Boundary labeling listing
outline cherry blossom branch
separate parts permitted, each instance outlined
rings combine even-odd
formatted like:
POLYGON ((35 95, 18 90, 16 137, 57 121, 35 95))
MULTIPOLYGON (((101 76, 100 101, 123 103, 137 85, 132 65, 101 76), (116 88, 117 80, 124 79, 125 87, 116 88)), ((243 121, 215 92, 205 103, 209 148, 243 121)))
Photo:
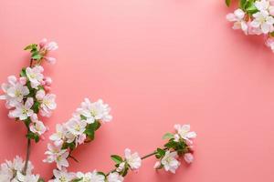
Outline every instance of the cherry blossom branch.
POLYGON ((66 167, 62 167, 53 171, 54 177, 50 181, 97 181, 97 182, 121 182, 128 171, 137 170, 142 166, 142 161, 150 157, 155 157, 158 161, 154 165, 155 169, 163 168, 165 171, 175 173, 180 166, 179 157, 184 157, 184 161, 188 164, 194 160, 193 157, 193 141, 196 137, 195 132, 190 131, 189 125, 175 125, 176 133, 167 133, 163 136, 163 139, 168 139, 164 147, 157 148, 153 153, 139 157, 137 152, 132 154, 129 148, 124 151, 124 157, 112 155, 111 157, 115 162, 115 168, 108 173, 98 172, 94 170, 89 173, 70 173, 67 172, 66 167))
POLYGON ((31 154, 31 140, 38 142, 47 130, 39 116, 51 116, 56 108, 55 95, 50 91, 51 78, 42 74, 44 68, 40 66, 43 61, 53 64, 56 59, 48 56, 48 53, 58 49, 55 42, 43 39, 39 45, 31 44, 25 47, 31 54, 29 66, 23 67, 19 77, 10 76, 7 83, 2 84, 4 95, 1 100, 5 100, 5 106, 9 110, 8 116, 22 121, 27 130, 26 161, 16 157, 14 161, 2 164, 0 168, 0 181, 16 180, 40 181, 38 175, 32 175, 33 166, 29 161, 31 154), (13 165, 11 165, 13 164, 13 165))
MULTIPOLYGON (((30 63, 29 63, 29 67, 32 67, 32 64, 33 64, 33 59, 30 59, 30 63)), ((26 129, 27 129, 27 133, 29 132, 29 126, 26 126, 26 129)), ((25 162, 25 166, 23 168, 23 175, 26 175, 26 169, 27 169, 27 166, 28 166, 28 161, 29 161, 29 157, 30 157, 30 150, 31 150, 31 139, 27 138, 27 145, 26 145, 26 162, 25 162)))
MULTIPOLYGON (((225 0, 230 6, 231 0, 225 0)), ((274 52, 274 1, 238 0, 238 7, 227 15, 233 22, 233 29, 240 29, 247 35, 263 35, 265 44, 274 52)))

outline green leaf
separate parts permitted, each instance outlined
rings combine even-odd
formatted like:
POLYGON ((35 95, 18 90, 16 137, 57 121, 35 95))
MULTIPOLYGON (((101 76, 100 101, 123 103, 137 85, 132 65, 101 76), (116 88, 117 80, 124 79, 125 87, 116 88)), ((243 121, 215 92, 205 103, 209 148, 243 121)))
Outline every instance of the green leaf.
POLYGON ((31 58, 33 58, 35 60, 40 60, 42 57, 43 56, 37 52, 31 56, 31 58))
POLYGON ((249 15, 253 15, 258 12, 257 7, 254 5, 254 2, 248 1, 246 5, 246 11, 249 15))
POLYGON ((106 174, 104 174, 104 173, 101 172, 101 171, 98 171, 97 174, 98 174, 98 175, 102 175, 102 176, 106 177, 106 174))
POLYGON ((30 117, 27 117, 26 119, 24 120, 24 123, 26 127, 29 126, 29 124, 31 123, 30 117))
POLYGON ((226 5, 227 7, 230 6, 230 4, 231 4, 231 0, 226 0, 226 5))
POLYGON ((24 76, 24 77, 26 77, 26 67, 23 67, 21 72, 20 72, 20 76, 24 76))
POLYGON ((157 148, 157 153, 159 154, 160 157, 164 157, 165 151, 163 150, 162 148, 157 148))
POLYGON ((83 115, 80 115, 81 120, 87 120, 87 117, 83 115))
POLYGON ((117 155, 112 155, 111 156, 111 158, 116 163, 116 164, 121 164, 122 162, 122 157, 117 155))
POLYGON ((247 2, 248 2, 248 0, 240 0, 239 6, 240 6, 241 9, 243 9, 243 10, 246 9, 247 2))
POLYGON ((121 172, 121 177, 125 177, 128 174, 129 167, 126 165, 124 170, 121 172))
POLYGON ((163 136, 163 139, 171 139, 174 138, 174 135, 171 133, 166 133, 164 136, 163 136))
POLYGON ((32 110, 37 114, 39 112, 40 105, 41 104, 39 102, 36 101, 32 106, 32 110))

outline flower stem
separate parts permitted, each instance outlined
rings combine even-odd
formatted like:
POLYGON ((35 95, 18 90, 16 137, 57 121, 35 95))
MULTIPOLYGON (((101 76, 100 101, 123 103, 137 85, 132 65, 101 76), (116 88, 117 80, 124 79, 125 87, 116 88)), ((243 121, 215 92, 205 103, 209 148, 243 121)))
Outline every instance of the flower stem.
POLYGON ((24 166, 24 168, 23 168, 23 174, 24 175, 26 175, 26 169, 27 169, 27 165, 28 165, 29 156, 30 156, 30 147, 31 147, 31 140, 29 138, 27 138, 26 161, 25 161, 25 166, 24 166))
MULTIPOLYGON (((29 66, 32 67, 33 64, 33 59, 30 59, 29 66)), ((29 132, 29 126, 26 126, 27 133, 29 132)), ((23 175, 26 175, 26 170, 27 170, 27 166, 28 166, 28 161, 29 161, 29 156, 30 156, 30 149, 31 149, 31 140, 30 138, 27 138, 27 145, 26 145, 26 161, 25 161, 25 166, 23 168, 23 175)))
MULTIPOLYGON (((167 150, 168 148, 163 148, 163 150, 167 150)), ((156 155, 158 152, 157 151, 154 151, 154 152, 153 152, 153 153, 150 153, 150 154, 148 154, 148 155, 145 155, 145 156, 143 156, 143 157, 141 157, 141 159, 142 160, 143 160, 143 159, 145 159, 145 158, 148 158, 148 157, 152 157, 152 156, 154 156, 154 155, 156 155)), ((112 172, 115 172, 116 171, 116 168, 115 169, 112 169, 112 170, 111 170, 109 173, 107 173, 107 177, 111 174, 111 173, 112 173, 112 172)))

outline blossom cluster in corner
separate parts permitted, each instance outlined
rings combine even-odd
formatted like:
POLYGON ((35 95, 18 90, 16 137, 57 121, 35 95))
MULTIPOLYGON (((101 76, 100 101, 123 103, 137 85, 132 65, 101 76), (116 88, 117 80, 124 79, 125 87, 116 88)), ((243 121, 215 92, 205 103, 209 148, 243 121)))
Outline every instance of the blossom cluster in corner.
POLYGON ((100 128, 101 123, 112 119, 110 111, 109 105, 104 104, 101 99, 90 102, 89 98, 85 98, 68 121, 56 126, 56 133, 49 137, 53 144, 47 145, 47 151, 45 153, 47 158, 44 162, 56 162, 58 170, 68 167, 68 158, 74 158, 71 152, 79 145, 92 141, 95 131, 100 128))
POLYGON ((30 66, 23 67, 19 76, 8 76, 7 82, 1 86, 4 95, 0 99, 5 100, 8 116, 23 121, 28 129, 26 136, 36 142, 47 130, 38 116, 49 117, 57 107, 56 96, 49 93, 52 80, 43 75, 44 68, 40 66, 48 59, 48 53, 56 49, 58 45, 46 39, 39 45, 27 46, 25 50, 31 52, 30 66))
MULTIPOLYGON (((231 0, 226 3, 229 6, 231 0)), ((273 0, 241 0, 227 19, 234 23, 233 29, 241 29, 245 35, 263 35, 266 46, 274 52, 273 0)))
POLYGON ((122 182, 129 170, 138 170, 142 166, 142 160, 152 156, 155 156, 158 159, 154 165, 155 169, 163 168, 174 174, 181 164, 180 157, 184 157, 187 164, 193 162, 193 139, 196 137, 195 132, 190 131, 189 125, 175 125, 174 128, 175 133, 167 133, 163 136, 163 139, 168 139, 164 147, 157 148, 152 154, 141 157, 137 152, 132 153, 131 149, 126 148, 124 157, 112 155, 111 157, 115 162, 115 168, 109 173, 97 170, 88 173, 72 173, 62 167, 53 171, 54 179, 50 182, 122 182))
POLYGON ((32 170, 34 167, 28 162, 28 168, 26 174, 23 174, 25 162, 19 157, 16 157, 13 161, 6 160, 0 167, 0 181, 11 182, 37 182, 41 179, 39 175, 34 175, 32 170))

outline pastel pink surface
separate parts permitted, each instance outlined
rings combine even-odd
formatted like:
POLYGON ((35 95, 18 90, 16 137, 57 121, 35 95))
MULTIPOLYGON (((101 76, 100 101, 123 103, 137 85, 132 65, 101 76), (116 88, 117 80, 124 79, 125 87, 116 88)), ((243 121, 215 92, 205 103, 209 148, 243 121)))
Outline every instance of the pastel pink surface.
MULTIPOLYGON (((154 158, 125 181, 273 182, 273 54, 261 38, 231 30, 223 1, 0 1, 0 83, 28 64, 22 48, 43 37, 59 45, 47 66, 58 109, 31 161, 42 177, 48 136, 85 96, 102 98, 113 121, 75 153, 69 170, 108 171, 111 154, 141 155, 163 144, 176 123, 198 134, 195 161, 176 175, 154 158)), ((0 104, 0 161, 25 157, 24 126, 0 104)))

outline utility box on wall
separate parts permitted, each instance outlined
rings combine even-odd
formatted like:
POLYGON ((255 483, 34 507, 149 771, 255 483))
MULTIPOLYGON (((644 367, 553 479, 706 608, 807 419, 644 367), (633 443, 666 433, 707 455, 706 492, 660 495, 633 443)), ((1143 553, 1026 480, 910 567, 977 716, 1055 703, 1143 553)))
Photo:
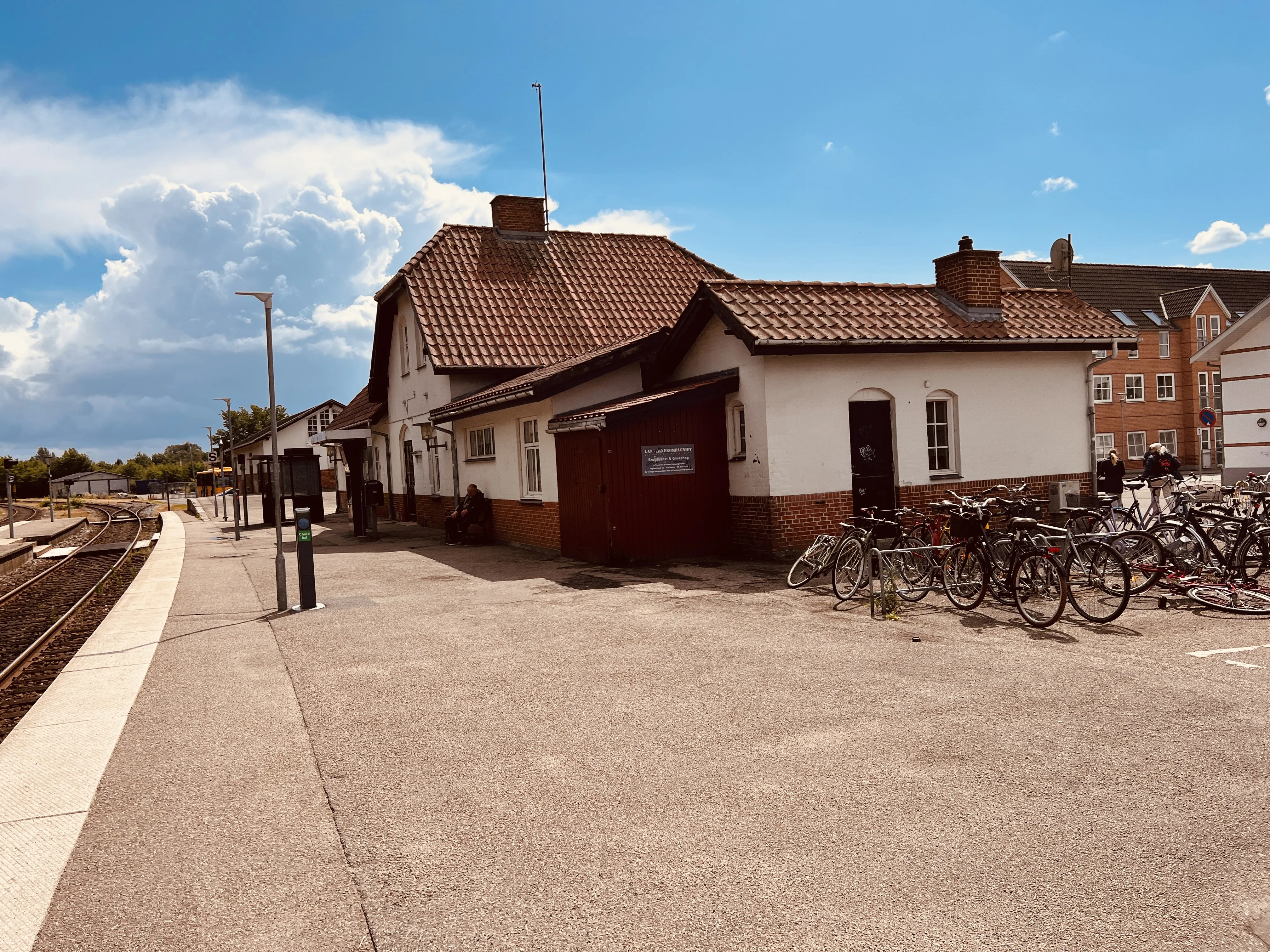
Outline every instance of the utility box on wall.
POLYGON ((1059 480, 1049 484, 1049 513, 1054 515, 1067 505, 1081 504, 1081 481, 1059 480))

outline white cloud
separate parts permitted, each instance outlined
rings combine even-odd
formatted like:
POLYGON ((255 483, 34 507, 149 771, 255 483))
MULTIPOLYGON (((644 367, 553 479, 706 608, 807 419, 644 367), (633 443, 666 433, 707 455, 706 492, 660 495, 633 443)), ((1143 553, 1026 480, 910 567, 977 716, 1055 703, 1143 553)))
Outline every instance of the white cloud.
POLYGON ((1041 192, 1071 192, 1073 188, 1078 188, 1078 185, 1066 175, 1059 175, 1054 179, 1045 179, 1040 183, 1041 192))
POLYGON ((610 208, 577 225, 565 225, 564 231, 613 231, 624 235, 664 235, 687 231, 687 225, 672 225, 662 212, 610 208))
POLYGON ((1236 248, 1245 241, 1261 241, 1264 239, 1270 239, 1270 225, 1264 226, 1261 231, 1246 232, 1233 221, 1222 221, 1218 218, 1187 241, 1186 248, 1194 255, 1206 255, 1214 251, 1224 251, 1228 248, 1236 248))

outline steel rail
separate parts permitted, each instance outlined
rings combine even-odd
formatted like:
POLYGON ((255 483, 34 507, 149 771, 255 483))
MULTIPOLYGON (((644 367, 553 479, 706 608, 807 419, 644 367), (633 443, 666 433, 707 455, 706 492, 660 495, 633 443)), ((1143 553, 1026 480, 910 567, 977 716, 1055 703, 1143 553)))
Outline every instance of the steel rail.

TASK TO CARRY OUT
Update the part of the listing that opens with the line containing "outline flower stem" and closes with the line containing "Outline every instance of the flower stem.", replacing every "flower stem" with "plant stem" and leaving all else unchanged.

WRITTEN REPLY
outline plant stem
separate parts permitted, each instance outlined
rings combine even-odd
formatted like:
POLYGON ((35 95, 18 90, 16 137, 57 121, 35 95))
MULTIPOLYGON (((101 76, 100 101, 123 103, 137 85, 132 65, 101 76), (116 88, 117 80, 124 79, 125 87, 116 88)), ((243 121, 215 92, 205 103, 209 148, 243 121)))
Outline every instance of the plant stem.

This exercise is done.